● **Dataset records**
## Begin

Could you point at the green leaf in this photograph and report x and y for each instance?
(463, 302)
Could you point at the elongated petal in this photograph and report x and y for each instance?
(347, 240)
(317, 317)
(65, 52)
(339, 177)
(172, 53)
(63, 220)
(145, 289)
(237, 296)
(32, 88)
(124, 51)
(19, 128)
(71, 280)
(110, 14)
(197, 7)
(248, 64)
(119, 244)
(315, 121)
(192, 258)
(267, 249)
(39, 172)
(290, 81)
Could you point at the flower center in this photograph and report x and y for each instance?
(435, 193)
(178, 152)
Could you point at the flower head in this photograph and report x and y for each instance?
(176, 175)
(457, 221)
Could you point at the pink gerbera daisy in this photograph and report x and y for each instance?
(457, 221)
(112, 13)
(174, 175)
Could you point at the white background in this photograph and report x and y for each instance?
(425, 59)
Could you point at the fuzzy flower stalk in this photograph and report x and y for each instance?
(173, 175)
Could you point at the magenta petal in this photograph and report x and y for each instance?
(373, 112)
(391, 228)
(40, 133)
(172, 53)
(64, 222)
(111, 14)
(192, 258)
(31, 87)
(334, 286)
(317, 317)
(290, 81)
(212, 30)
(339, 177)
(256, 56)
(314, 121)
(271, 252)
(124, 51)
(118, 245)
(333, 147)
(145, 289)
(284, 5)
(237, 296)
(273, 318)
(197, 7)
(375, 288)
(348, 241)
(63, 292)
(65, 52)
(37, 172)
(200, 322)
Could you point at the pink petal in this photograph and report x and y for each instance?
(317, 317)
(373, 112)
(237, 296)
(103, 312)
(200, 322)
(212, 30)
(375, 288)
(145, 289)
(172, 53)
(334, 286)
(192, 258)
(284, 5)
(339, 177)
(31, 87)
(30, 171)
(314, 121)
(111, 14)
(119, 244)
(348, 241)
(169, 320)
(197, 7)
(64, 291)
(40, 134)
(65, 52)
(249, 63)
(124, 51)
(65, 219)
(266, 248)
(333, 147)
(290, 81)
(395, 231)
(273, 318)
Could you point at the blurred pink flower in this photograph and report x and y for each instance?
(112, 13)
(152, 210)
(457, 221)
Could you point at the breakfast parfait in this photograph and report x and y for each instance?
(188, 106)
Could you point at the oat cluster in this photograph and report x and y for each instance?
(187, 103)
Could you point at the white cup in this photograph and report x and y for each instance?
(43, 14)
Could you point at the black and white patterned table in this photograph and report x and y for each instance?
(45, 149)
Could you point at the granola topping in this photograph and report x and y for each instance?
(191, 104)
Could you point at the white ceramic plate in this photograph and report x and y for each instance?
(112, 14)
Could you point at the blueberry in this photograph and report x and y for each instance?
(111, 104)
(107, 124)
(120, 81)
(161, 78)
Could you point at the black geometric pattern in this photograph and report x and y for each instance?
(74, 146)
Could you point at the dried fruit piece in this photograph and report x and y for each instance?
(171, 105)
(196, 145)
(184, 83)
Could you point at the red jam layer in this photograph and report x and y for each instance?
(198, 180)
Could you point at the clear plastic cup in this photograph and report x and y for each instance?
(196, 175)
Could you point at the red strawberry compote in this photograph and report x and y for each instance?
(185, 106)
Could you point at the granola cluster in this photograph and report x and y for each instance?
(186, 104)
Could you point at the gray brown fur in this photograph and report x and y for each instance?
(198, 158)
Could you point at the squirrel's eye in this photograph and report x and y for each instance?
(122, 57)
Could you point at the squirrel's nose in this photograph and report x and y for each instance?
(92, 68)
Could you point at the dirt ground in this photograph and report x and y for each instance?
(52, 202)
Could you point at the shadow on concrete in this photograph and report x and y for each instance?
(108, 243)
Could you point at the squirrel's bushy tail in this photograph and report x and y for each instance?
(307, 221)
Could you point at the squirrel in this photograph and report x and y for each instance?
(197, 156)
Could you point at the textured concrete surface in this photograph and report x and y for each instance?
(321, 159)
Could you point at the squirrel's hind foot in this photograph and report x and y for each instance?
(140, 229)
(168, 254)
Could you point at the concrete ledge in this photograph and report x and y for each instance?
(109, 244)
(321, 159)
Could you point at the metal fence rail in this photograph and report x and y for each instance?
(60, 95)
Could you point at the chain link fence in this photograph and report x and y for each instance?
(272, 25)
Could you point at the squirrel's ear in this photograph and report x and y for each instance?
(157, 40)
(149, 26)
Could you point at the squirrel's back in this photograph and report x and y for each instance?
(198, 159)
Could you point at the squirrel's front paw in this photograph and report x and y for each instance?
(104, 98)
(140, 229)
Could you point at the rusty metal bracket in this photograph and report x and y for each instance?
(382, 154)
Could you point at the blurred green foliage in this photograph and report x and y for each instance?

## End
## Begin

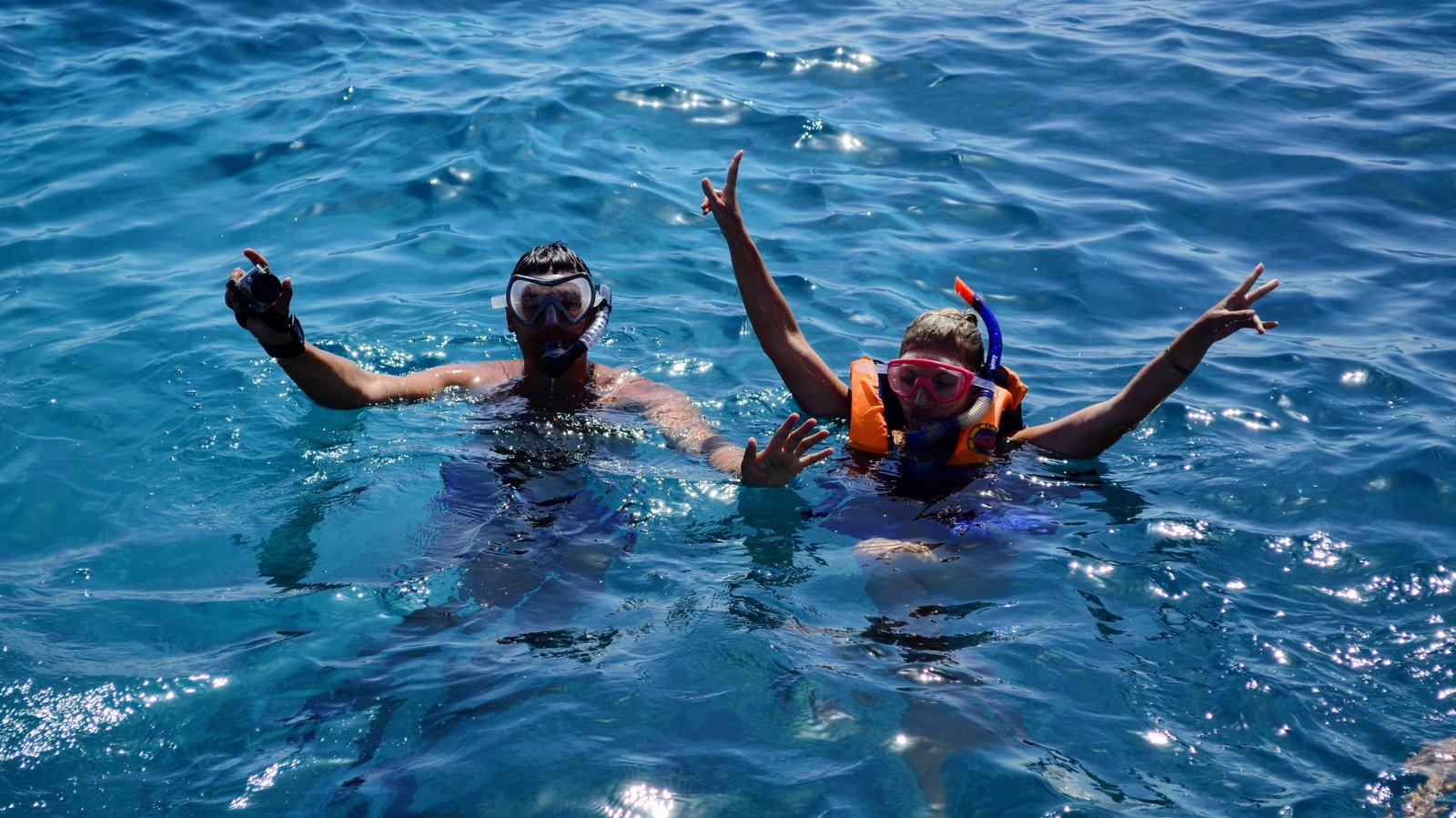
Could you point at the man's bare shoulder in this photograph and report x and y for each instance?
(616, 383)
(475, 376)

## End
## Begin

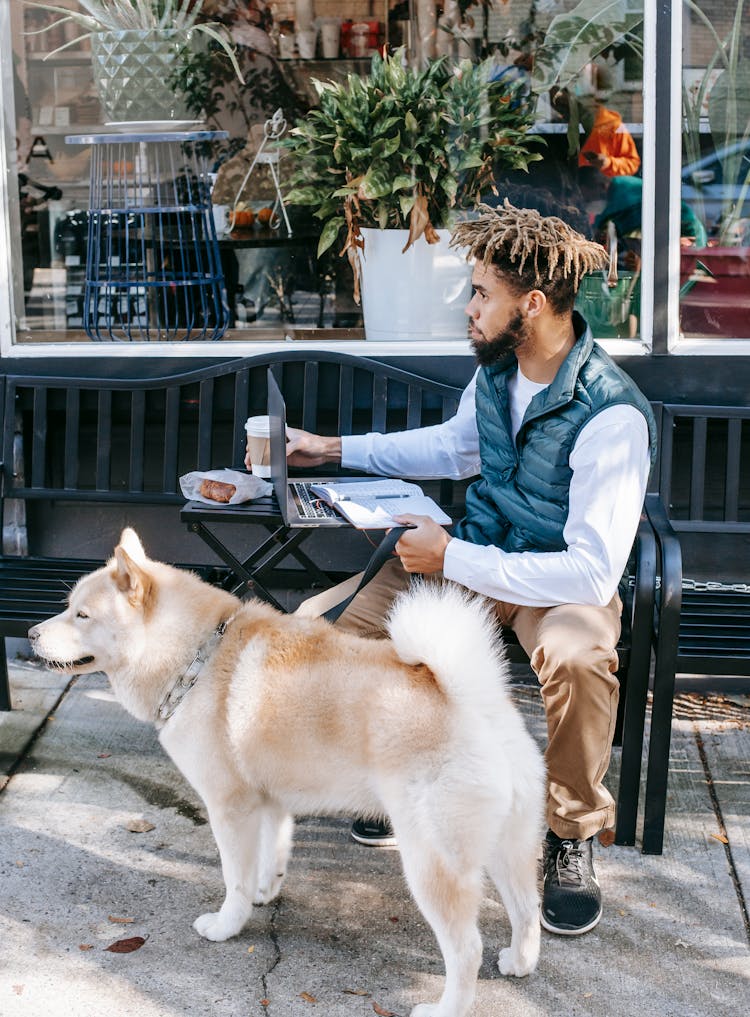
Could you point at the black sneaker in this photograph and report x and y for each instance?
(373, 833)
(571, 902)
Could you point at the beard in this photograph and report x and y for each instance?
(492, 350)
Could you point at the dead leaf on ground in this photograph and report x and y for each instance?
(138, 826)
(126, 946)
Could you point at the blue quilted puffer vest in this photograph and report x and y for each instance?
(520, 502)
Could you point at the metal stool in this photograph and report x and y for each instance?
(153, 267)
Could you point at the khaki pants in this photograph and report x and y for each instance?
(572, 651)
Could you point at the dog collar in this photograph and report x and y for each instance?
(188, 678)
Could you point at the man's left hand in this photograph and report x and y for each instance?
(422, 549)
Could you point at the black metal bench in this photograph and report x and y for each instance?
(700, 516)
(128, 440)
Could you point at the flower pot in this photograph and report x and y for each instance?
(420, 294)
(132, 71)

## End

● **Exercise description**
Which lines in the records above contain the word "metal"? Return each of those lines in full.

● **Result**
Could you point at the metal fence rail in this photograph and report x and y for each instance?
Could you point at the rusty metal bracket in this photograph and report x and y for each instance?
Could you point at the metal stool in this photograph and report x and y for each instance?
Could you point at the black metal bench in this photograph and report x and y for each instance?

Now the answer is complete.